A mainstream heroine today has to come from the ramp. She has to come from consumer India. She must either be a Miss Universe or Miss World like Aishwarya Rai, Sushmita Sen, Priyanka Chopra and Lara Dutta, or a model like Priety Zinta, Amrita Arora, Neha Dhupia, Bipasha Basu et al. In other words she has to be a movie star by consensus, not by talent. Skill, such as it is, is learned by these girls on the job. The first half-a-dozen films by the ‘non-actress’ of them all, Aishwarya Rai, is testimony to the market’s persistence in keeping faith with the most reliable ‘consumer durable’.

So how can an actress in mainstream cinema, even given the miracle of a brilliant script and a strong-willed director, turn turtle on her own entrance qualifications and act convincingly as a woman struggling against patriarchy?

In truth it is the Indian documentary film that can and frequently does portray women in an accurate light. The most brilliant and entertaining film on the position of women in a patriarchal system is Paromita Vohra’s docu-drama “Unlimited Girls” (2002). In this film the director discusses the issue of feminism in India, using an internet chat room as anchor, and explores women in all sections of society in Mumbai and Delhi. The film is cinematic, challenging, has terrific interviews, juxtapositions that are hilarious take-offs on male pretensions, and tells urban women exactly where they stand and where they can go.

More effective


Brilliant and entertaining: “Unlimited girls”.

That a documentary is often more effective than fiction to portray the position of women in India tells you about the power equations of patriarchy. A Hindi film is budgeted in crores; non-fiction can be made in a few lakhs. The system has to grant the crores, not an NGO run by women. The distributors, who represent male-dominated viewership, have to buy and exhibit the film. These are some of the factors that determine the depiction of relationships between the sexes, behaviour of women in Indian social hierarchy and female sexuality in mainstream Hindi fiction film.

• Record excerpts:
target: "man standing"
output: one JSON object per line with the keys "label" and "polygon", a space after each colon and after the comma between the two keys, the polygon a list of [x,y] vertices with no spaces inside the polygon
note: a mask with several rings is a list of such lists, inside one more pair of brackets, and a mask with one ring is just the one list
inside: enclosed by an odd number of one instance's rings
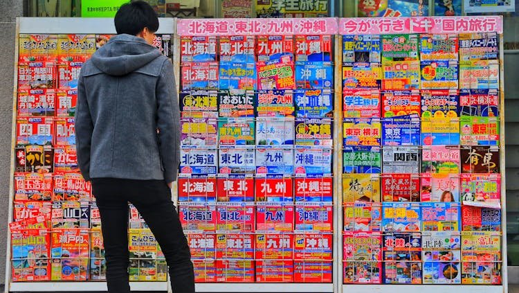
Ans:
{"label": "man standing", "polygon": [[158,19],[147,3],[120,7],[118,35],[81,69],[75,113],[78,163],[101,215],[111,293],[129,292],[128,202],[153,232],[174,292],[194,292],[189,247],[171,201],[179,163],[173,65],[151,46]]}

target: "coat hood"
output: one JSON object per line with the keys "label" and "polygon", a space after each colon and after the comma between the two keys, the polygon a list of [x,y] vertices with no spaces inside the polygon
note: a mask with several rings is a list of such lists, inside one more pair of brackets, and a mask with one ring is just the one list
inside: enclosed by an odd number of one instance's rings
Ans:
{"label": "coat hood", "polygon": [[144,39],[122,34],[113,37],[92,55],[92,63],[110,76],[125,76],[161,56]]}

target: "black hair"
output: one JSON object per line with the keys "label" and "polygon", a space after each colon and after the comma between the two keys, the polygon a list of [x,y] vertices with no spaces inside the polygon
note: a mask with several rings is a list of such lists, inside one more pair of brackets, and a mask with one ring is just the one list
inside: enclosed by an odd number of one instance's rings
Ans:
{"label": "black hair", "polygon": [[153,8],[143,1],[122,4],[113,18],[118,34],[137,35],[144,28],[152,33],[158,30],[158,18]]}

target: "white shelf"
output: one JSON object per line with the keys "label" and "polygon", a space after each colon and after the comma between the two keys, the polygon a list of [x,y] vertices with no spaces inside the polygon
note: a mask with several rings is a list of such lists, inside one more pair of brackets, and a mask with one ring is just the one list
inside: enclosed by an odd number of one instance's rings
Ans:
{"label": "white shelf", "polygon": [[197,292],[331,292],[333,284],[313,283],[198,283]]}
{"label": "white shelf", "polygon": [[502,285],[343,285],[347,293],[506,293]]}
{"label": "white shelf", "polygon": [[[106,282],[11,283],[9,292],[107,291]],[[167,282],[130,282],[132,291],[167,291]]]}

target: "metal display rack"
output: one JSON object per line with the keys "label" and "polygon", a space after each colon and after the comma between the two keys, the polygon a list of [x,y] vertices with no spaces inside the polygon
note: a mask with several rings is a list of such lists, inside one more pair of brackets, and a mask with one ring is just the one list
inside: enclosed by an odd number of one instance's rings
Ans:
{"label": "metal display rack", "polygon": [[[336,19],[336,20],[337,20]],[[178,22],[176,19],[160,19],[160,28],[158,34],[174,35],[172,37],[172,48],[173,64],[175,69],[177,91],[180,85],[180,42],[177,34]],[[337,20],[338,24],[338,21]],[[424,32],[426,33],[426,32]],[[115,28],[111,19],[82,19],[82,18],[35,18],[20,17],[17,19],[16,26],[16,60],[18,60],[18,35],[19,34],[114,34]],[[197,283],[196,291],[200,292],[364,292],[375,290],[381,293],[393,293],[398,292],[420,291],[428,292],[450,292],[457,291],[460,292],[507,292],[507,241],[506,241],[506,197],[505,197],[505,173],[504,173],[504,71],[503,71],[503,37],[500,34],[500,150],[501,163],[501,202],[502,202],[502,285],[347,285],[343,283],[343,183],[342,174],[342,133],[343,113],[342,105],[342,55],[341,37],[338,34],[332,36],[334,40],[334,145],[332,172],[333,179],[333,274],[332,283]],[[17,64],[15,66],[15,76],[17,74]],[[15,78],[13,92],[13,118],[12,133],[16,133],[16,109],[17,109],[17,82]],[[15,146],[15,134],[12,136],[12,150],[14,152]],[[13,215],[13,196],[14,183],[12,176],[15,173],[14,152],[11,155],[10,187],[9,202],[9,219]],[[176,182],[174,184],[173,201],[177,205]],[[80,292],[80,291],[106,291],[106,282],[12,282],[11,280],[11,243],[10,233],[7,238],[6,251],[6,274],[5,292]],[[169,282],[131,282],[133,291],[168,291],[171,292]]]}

• Given exercise:
Answer these about the text on women in Indian film:
(a) What must a mainstream heroine be, besides a model, to be cast today?
(b) What does "Unlimited Girls" use as its anchor?
(c) How does the text contrast the budget of a Hindi film with that of non-fiction?

• Result of the task:
(a) A Miss Universe or Miss World.
(b) An internet chat room.
(c) A Hindi film is budgeted in crores, while non-fiction can be made in a few lakhs.